Region segmentation data
○ ○ ○ ○ ○
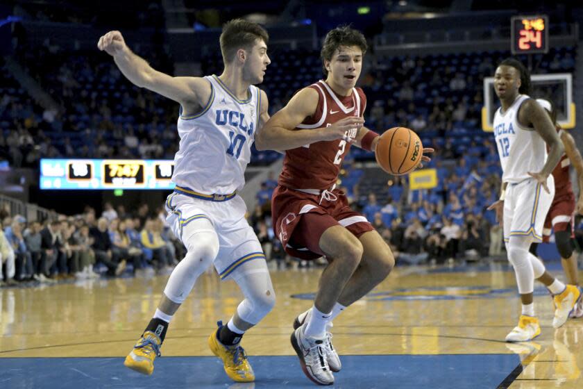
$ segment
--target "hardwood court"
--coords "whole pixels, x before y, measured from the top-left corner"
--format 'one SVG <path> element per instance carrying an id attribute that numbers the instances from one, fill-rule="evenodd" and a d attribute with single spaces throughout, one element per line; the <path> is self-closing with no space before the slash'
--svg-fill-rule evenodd
<path id="1" fill-rule="evenodd" d="M 555 264 L 556 265 L 556 264 Z M 556 266 L 553 273 L 560 274 Z M 236 285 L 204 274 L 171 324 L 151 376 L 123 366 L 167 276 L 0 289 L 0 383 L 5 388 L 314 388 L 289 344 L 310 306 L 319 269 L 272 272 L 273 311 L 245 335 L 257 381 L 235 383 L 207 346 L 240 299 Z M 343 361 L 335 388 L 582 388 L 583 320 L 555 330 L 552 303 L 535 290 L 543 332 L 503 340 L 518 322 L 505 265 L 398 267 L 334 322 Z"/>

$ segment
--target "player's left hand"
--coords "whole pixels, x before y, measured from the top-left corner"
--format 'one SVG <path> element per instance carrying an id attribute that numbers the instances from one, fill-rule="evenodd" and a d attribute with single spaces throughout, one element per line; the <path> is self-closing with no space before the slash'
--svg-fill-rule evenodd
<path id="1" fill-rule="evenodd" d="M 421 162 L 419 163 L 419 165 L 417 165 L 417 167 L 415 168 L 416 170 L 417 169 L 421 169 L 423 167 L 424 162 L 429 162 L 431 160 L 431 158 L 427 156 L 425 154 L 428 153 L 432 153 L 434 151 L 434 149 L 432 149 L 431 147 L 425 147 L 423 149 L 423 154 L 421 154 Z"/>
<path id="2" fill-rule="evenodd" d="M 577 213 L 579 215 L 583 215 L 583 197 L 579 198 L 579 201 L 577 201 L 575 209 L 577 210 Z"/>
<path id="3" fill-rule="evenodd" d="M 546 184 L 548 176 L 546 176 L 542 173 L 531 173 L 530 172 L 528 172 L 528 175 L 536 180 L 536 182 L 543 185 L 543 189 L 545 190 L 545 192 L 550 193 L 550 190 L 548 190 L 548 186 Z"/>

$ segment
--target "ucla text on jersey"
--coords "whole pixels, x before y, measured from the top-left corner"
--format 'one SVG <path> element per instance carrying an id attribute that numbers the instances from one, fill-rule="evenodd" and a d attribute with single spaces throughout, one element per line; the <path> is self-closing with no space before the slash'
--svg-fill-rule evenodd
<path id="1" fill-rule="evenodd" d="M 260 90 L 238 99 L 216 76 L 205 78 L 211 96 L 198 113 L 178 118 L 180 148 L 172 177 L 177 185 L 205 194 L 226 194 L 245 183 L 261 109 Z"/>

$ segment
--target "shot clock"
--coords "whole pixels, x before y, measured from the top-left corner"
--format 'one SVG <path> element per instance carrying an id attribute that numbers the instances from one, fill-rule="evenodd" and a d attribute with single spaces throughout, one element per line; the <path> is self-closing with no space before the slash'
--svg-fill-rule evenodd
<path id="1" fill-rule="evenodd" d="M 534 54 L 548 51 L 548 17 L 514 16 L 510 21 L 513 54 Z"/>

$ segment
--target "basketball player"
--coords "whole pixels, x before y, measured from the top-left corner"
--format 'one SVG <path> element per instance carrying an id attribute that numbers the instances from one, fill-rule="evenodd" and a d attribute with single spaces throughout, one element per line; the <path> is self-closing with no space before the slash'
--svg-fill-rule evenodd
<path id="1" fill-rule="evenodd" d="M 502 183 L 500 199 L 488 209 L 496 210 L 502 225 L 522 301 L 518 325 L 506 336 L 507 342 L 530 340 L 541 333 L 532 303 L 535 279 L 554 295 L 555 328 L 565 323 L 581 296 L 577 287 L 565 285 L 549 274 L 528 251 L 533 241 L 542 239 L 543 224 L 555 194 L 551 172 L 564 150 L 544 109 L 527 94 L 530 87 L 530 74 L 520 62 L 505 60 L 496 69 L 494 89 L 502 106 L 494 115 L 493 126 Z"/>
<path id="2" fill-rule="evenodd" d="M 341 368 L 327 331 L 332 320 L 394 265 L 389 246 L 335 184 L 351 143 L 373 151 L 378 142 L 363 126 L 366 98 L 355 88 L 366 51 L 360 32 L 346 26 L 330 31 L 321 50 L 326 80 L 298 92 L 255 142 L 259 149 L 286 150 L 272 197 L 273 228 L 285 251 L 306 260 L 326 256 L 329 263 L 314 306 L 296 318 L 292 334 L 304 373 L 322 385 L 333 383 L 332 371 Z"/>
<path id="3" fill-rule="evenodd" d="M 267 33 L 255 23 L 232 20 L 223 28 L 223 74 L 203 78 L 171 77 L 152 69 L 128 48 L 121 34 L 110 31 L 98 47 L 113 56 L 137 86 L 180 104 L 180 149 L 174 157 L 174 192 L 166 200 L 167 220 L 187 249 L 170 275 L 162 299 L 124 365 L 151 374 L 169 324 L 196 279 L 214 265 L 221 279 L 233 279 L 245 299 L 228 323 L 211 333 L 211 351 L 227 374 L 238 382 L 255 375 L 240 346 L 243 334 L 273 308 L 275 293 L 265 256 L 245 220 L 237 194 L 244 184 L 255 131 L 269 119 L 267 97 L 252 86 L 263 81 L 270 63 Z"/>
<path id="4" fill-rule="evenodd" d="M 548 242 L 551 229 L 555 230 L 555 242 L 561 254 L 561 264 L 567 276 L 567 281 L 570 284 L 578 286 L 577 255 L 574 252 L 573 240 L 575 239 L 575 208 L 579 214 L 583 215 L 583 159 L 571 134 L 557 124 L 557 113 L 552 109 L 550 102 L 542 99 L 538 99 L 536 101 L 546 110 L 565 147 L 565 154 L 561 156 L 561 161 L 552 170 L 552 178 L 555 179 L 555 197 L 545 220 L 543 242 Z M 579 192 L 579 199 L 576 207 L 575 194 L 573 192 L 569 177 L 569 165 L 571 163 L 577 171 L 579 188 L 582 188 Z M 538 245 L 538 243 L 533 243 L 530 246 L 530 252 L 535 256 Z M 571 317 L 581 317 L 582 316 L 583 316 L 583 299 L 579 301 L 579 304 L 571 314 Z"/>

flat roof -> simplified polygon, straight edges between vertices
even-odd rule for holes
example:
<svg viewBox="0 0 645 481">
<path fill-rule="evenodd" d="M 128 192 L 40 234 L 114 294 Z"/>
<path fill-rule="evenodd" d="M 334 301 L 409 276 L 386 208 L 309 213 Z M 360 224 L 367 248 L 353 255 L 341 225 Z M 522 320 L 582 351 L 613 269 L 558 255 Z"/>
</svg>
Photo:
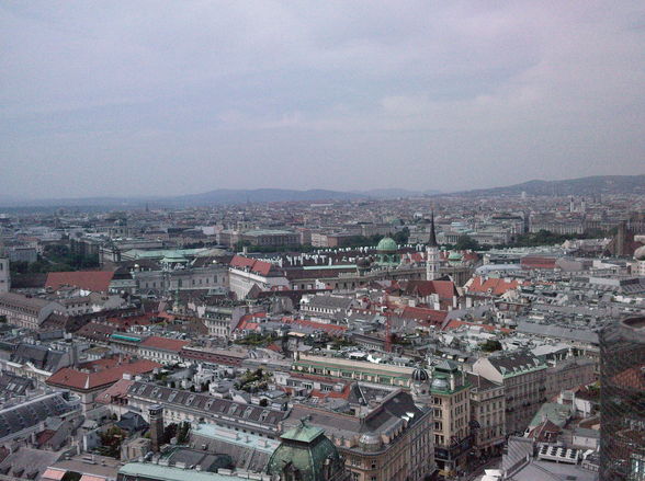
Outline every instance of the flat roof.
<svg viewBox="0 0 645 481">
<path fill-rule="evenodd" d="M 279 440 L 269 439 L 268 437 L 261 437 L 256 434 L 240 433 L 239 431 L 229 430 L 215 424 L 199 424 L 191 430 L 191 434 L 218 439 L 236 446 L 247 447 L 268 455 L 272 455 L 273 451 L 278 449 L 278 446 L 280 446 Z"/>
<path fill-rule="evenodd" d="M 118 470 L 118 473 L 160 481 L 230 481 L 233 478 L 228 474 L 181 469 L 172 466 L 154 465 L 151 462 L 128 462 Z"/>
</svg>

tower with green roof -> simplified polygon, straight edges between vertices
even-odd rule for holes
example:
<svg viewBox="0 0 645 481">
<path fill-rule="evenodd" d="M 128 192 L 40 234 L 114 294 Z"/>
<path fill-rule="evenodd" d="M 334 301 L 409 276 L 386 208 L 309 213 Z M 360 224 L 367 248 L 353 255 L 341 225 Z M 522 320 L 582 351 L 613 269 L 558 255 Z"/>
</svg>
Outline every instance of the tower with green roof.
<svg viewBox="0 0 645 481">
<path fill-rule="evenodd" d="M 376 245 L 376 264 L 382 267 L 396 267 L 400 264 L 398 245 L 391 237 L 384 237 Z"/>
<path fill-rule="evenodd" d="M 281 444 L 273 451 L 267 473 L 281 481 L 344 481 L 344 462 L 338 449 L 319 427 L 301 424 L 280 436 Z"/>
</svg>

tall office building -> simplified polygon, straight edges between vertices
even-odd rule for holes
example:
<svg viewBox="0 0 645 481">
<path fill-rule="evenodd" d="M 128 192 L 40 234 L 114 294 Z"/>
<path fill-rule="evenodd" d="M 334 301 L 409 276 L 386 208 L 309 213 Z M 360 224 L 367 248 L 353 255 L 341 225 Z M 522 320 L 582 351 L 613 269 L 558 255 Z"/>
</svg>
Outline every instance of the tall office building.
<svg viewBox="0 0 645 481">
<path fill-rule="evenodd" d="M 600 479 L 645 481 L 645 317 L 600 335 Z"/>
</svg>

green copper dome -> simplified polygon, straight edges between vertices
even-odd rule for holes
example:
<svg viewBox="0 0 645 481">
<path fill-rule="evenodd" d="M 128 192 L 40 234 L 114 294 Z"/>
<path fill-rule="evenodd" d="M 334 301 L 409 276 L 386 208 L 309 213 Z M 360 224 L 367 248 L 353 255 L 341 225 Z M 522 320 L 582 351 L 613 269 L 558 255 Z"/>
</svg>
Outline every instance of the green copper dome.
<svg viewBox="0 0 645 481">
<path fill-rule="evenodd" d="M 267 465 L 268 474 L 279 474 L 281 479 L 325 481 L 344 469 L 338 449 L 318 427 L 302 422 L 280 439 L 281 445 Z"/>
<path fill-rule="evenodd" d="M 378 242 L 378 245 L 376 245 L 376 250 L 383 252 L 396 252 L 398 250 L 398 245 L 396 245 L 396 242 L 393 238 L 384 237 Z"/>
</svg>

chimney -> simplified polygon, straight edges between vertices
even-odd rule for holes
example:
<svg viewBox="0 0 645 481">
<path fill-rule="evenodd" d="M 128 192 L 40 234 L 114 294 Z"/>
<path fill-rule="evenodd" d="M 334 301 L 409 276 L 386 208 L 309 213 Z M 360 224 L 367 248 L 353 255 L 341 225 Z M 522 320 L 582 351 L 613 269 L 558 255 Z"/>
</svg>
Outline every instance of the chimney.
<svg viewBox="0 0 645 481">
<path fill-rule="evenodd" d="M 152 442 L 152 451 L 159 453 L 163 444 L 163 406 L 152 404 L 148 408 L 150 419 L 150 440 Z"/>
</svg>

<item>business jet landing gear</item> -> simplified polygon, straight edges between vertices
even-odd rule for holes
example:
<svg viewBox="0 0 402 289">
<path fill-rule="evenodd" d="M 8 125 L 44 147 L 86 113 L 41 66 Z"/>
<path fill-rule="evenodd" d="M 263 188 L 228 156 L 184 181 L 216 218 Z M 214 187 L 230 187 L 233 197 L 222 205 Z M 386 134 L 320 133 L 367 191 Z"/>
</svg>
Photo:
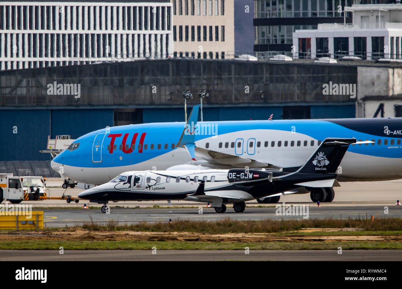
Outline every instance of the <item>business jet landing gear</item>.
○ ○ ○ ○ ○
■ The request
Starting at the top of the rows and stopping after the line that has "555 264 L 556", lay out those lines as a JSON list of strings, one string per line, with blank lines dropped. Leave the pictures out of the list.

■ Answer in full
[
  "$ segment",
  "--target \"hardwood court\"",
  "--coords \"whole pixels, x before y, measured from the top-left corner\"",
  "--format 'one SVG <path> element per instance carrying an id attribute that numbers the instances from one, fill-rule=\"evenodd\" and a d attribute with single spaces throughout, one element per line; the <path> is self-closing with no space before the slash'",
  "--svg-fill-rule evenodd",
  "<path id=\"1\" fill-rule=\"evenodd\" d=\"M 555 264 L 556 265 L 556 264 Z M 556 266 L 553 273 L 560 274 Z M 236 285 L 204 274 L 171 324 L 151 376 L 123 366 L 167 276 L 0 289 L 0 383 L 5 388 L 314 388 L 289 344 L 310 306 L 319 269 L 272 272 L 273 311 L 245 335 L 257 381 L 235 383 L 207 346 L 240 299 Z M 343 361 L 335 388 L 582 388 L 583 320 L 555 330 L 552 303 L 535 290 L 543 332 L 503 340 L 518 322 L 505 265 L 398 267 L 334 322 Z\"/>"
]